Records provided.
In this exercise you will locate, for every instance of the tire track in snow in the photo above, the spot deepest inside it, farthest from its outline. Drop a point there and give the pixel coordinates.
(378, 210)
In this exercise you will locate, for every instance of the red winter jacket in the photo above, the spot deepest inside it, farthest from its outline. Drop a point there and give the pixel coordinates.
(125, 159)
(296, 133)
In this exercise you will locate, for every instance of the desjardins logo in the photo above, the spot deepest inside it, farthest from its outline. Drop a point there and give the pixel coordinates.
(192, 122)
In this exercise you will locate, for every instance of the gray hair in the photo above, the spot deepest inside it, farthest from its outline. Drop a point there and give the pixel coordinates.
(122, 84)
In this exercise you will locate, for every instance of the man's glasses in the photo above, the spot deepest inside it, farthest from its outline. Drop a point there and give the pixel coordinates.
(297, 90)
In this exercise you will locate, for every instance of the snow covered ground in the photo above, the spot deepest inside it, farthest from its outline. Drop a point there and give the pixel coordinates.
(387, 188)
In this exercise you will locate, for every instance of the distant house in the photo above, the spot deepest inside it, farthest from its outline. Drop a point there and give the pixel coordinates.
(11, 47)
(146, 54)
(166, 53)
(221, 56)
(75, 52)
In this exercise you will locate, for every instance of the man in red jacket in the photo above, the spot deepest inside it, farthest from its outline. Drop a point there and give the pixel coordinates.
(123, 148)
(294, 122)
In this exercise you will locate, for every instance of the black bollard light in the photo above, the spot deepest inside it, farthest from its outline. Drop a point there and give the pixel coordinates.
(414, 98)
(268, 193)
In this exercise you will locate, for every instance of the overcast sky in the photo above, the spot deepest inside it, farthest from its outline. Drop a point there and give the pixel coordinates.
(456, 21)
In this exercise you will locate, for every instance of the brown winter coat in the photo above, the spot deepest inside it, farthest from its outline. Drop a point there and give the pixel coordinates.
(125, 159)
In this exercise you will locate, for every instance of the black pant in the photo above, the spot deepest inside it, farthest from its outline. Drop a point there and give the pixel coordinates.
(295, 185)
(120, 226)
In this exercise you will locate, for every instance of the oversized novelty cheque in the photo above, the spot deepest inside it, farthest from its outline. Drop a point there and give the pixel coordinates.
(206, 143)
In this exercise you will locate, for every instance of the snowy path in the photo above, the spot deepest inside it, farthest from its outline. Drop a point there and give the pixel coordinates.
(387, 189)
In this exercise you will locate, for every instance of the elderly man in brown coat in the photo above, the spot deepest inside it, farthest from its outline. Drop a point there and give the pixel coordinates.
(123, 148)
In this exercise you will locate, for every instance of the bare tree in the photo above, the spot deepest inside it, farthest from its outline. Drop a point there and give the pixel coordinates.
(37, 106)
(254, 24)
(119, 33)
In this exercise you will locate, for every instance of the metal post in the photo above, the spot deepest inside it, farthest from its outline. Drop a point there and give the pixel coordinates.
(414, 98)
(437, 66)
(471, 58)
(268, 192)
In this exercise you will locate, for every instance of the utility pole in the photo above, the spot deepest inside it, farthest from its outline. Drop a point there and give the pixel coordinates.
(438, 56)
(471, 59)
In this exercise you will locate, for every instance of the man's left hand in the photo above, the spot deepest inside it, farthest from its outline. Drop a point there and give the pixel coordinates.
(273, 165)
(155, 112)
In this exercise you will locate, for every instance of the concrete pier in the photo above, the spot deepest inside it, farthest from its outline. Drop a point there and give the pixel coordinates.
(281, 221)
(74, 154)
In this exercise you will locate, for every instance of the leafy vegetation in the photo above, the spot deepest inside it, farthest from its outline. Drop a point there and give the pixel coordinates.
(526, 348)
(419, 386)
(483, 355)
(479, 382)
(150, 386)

Task description.
Starting at the top, retype every line of the material above exactly.

Problem solution.
In this exercise you will locate, for every instance of the tire track in snow in the photo above, the spot deepest inside it, farthest from its outline. Drop a point there and give the pixel coordinates.
(378, 210)
In this exercise you will locate, for every instance of the red winter jacket in the photo above, the spot deepest inside it, farthest from its outline. Drop a point there and give the pixel coordinates.
(125, 159)
(296, 133)
In this exercise you will locate, for every instance of the desjardins logo in the photo above, the spot deepest inside it, farthest from its outline. Drop a point there and give the pixel coordinates.
(192, 122)
In this exercise you will locate, for every instance of the gray hair in the photo above, the spot deepest inside it, farthest from its outline. Drop a point there and give the pixel coordinates.
(122, 84)
In this exercise you will locate, for every instance of the man's glasses in the photo above, the spot deepest inside it, farthest from its outline. Drop a point there and give the pixel coordinates.
(297, 90)
In this exercise you will locate, for every instance of the snow covered ground in the photo above, the spot deepest inside it, farthest from its outline. Drop a point there and give the pixel coordinates.
(387, 188)
In this exercise you will locate, for every instance of the distant house in the photo above, the spot deepest inside it, farthest from its outline. Drop a point there and give the pixel coordinates.
(11, 47)
(146, 54)
(166, 53)
(221, 56)
(75, 52)
In this exercise you will locate, for every instance of the man in red jacket in the photo above, the spot deepest inside it, farthest from its outline. Drop a point there and give the pixel coordinates.
(123, 148)
(294, 122)
In this exercise you will locate, for every instance of the black bollard light in the photo above, the spot deepest inside it, farthest from its outline. Drop a point there and give the pixel coordinates.
(414, 98)
(268, 193)
In this exercise you will locate, for every instance of the overcast sky in the photo above, the spot deepest inside it, farthest from its outline. Drop a point there and give the pixel coordinates.
(456, 21)
In this exercise you will locate, for every instance of the brown winter coat in the photo above, the spot deepest inside it, farthest from its outline. Drop a point there and give the pixel coordinates.
(125, 159)
In this exercise you will locate, for every instance of the black pant in the photo above, the spot deepest inside it, farthest from its outline. Drop a point there and give the pixel coordinates.
(295, 185)
(120, 226)
In this exercise you will locate, for every instance of the oversized novelty cheque in the photo above, the spot deepest inside it, farthest from its outline. Drop a point there and give the pixel coordinates.
(206, 143)
In this exercise you will locate, for every instance of the snowy path in the photo above, the spot deepest inside it, farthest from its outline. Drop a point there and give the pixel coordinates.
(387, 189)
In this exercise you will locate, for every instance of the elderly man in brown coat in the photo above, the spot deepest inside it, farthest from its outline. Drop a point there and give the pixel coordinates.
(123, 148)
In this exercise you will locate, for every instance of the bare tree in the photo above, the spot deepest inside it, farthest from its outline. Drop a point there and give the pixel coordinates.
(37, 106)
(254, 24)
(119, 33)
In this exercise you will locate, for every instance of the metal post in the photo above, the spot deepest inside it, farthest from its outline. Drop a point there and give the pixel coordinates.
(414, 98)
(437, 66)
(471, 58)
(268, 192)
In this exercise you will locate, for every instance of the utility pole in the photo above, the spot deepest inside it, farthest from its outline. Drop a point there and give the pixel coordinates.
(438, 56)
(471, 59)
In this exercise you will locate, for every instance of the man's left hand in the photo above, the spot deepest inside it, farthest from its outline. Drop a point there and give the pixel coordinates.
(273, 165)
(155, 112)
In this exercise you will locate, for every instance of the concrete pier in the photo above, the spot deepest inside it, farthest from its outline. Drop a point there and give the pixel coordinates.
(281, 221)
(74, 154)
In this exercise you will locate, for every instance of the leafy vegetation in the photo above, the spot deepest inside it, farthest from its outline. Drop a point there and give the pixel coordinates.
(526, 348)
(419, 386)
(483, 355)
(479, 382)
(150, 386)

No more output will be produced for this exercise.